---------- Raw records ----------
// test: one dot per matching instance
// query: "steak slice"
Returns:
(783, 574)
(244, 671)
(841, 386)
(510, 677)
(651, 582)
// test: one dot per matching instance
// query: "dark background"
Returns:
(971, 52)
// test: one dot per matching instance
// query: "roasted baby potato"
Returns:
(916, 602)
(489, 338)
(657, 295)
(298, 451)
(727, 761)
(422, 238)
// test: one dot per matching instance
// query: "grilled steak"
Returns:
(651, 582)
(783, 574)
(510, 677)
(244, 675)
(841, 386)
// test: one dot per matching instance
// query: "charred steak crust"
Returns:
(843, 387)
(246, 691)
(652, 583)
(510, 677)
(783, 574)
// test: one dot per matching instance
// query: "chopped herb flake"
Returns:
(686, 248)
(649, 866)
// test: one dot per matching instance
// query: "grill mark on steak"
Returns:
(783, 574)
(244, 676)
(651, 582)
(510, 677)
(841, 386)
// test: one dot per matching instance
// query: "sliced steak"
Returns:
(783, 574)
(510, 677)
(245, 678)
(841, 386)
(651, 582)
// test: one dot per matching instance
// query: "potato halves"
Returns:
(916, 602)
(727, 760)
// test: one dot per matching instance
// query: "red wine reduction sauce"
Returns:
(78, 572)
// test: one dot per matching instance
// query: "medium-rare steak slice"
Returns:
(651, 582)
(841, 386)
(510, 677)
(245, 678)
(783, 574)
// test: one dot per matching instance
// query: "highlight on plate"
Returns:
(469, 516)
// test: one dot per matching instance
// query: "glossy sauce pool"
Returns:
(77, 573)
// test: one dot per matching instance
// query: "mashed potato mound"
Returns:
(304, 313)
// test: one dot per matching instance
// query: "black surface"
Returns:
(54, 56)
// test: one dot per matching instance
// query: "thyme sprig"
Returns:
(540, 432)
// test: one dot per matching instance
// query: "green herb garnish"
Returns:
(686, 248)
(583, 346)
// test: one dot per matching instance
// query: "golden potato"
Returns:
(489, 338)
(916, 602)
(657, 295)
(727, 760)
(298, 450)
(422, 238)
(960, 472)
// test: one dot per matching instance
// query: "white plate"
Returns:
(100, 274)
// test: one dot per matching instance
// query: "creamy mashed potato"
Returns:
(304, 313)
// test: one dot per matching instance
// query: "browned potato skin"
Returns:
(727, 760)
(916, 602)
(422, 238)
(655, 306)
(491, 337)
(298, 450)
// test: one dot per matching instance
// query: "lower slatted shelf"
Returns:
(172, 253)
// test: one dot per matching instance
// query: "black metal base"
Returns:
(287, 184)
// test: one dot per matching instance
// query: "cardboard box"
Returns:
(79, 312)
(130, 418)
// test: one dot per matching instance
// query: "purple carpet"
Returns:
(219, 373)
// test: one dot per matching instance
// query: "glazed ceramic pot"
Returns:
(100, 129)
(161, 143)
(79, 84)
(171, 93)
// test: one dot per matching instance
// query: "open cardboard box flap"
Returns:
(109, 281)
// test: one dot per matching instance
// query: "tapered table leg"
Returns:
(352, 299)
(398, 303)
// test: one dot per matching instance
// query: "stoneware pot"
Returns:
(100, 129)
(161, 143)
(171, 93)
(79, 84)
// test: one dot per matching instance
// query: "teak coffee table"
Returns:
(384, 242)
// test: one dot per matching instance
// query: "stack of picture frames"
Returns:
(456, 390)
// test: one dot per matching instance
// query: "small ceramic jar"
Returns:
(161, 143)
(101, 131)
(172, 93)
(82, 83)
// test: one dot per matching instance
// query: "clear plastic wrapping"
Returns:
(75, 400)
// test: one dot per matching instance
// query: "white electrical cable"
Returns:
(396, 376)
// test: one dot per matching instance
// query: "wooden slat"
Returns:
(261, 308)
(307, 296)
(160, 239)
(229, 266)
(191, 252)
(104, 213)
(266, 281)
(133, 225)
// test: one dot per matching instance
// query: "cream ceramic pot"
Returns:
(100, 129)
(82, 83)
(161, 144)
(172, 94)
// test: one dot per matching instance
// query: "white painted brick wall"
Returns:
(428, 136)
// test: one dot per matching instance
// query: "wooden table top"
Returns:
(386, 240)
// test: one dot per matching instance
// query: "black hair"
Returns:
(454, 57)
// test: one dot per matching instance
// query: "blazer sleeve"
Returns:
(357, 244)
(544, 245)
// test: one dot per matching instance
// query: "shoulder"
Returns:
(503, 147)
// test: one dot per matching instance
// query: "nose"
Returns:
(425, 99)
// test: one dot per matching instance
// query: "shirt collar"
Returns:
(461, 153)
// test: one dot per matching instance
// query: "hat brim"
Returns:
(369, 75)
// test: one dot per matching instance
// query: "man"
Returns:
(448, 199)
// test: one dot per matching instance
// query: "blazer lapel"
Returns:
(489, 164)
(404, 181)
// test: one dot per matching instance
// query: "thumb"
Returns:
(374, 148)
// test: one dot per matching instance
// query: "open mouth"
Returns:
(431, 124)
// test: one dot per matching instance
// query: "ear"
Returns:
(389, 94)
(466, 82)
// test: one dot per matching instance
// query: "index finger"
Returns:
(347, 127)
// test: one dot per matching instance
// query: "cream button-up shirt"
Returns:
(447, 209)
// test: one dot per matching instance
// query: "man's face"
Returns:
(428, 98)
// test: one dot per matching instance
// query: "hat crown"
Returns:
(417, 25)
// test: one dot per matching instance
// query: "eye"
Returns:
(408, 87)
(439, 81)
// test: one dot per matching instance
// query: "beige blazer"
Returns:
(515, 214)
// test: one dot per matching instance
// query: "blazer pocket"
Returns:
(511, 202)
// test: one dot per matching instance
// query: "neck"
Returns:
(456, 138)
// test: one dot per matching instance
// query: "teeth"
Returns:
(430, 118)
----------
Collect every line of the listing that contains the string "wooden", and copy each one out. Only matches with the same letter case count.

▶ _Written answer_
// query: "wooden slat"
// query: "wooden table top"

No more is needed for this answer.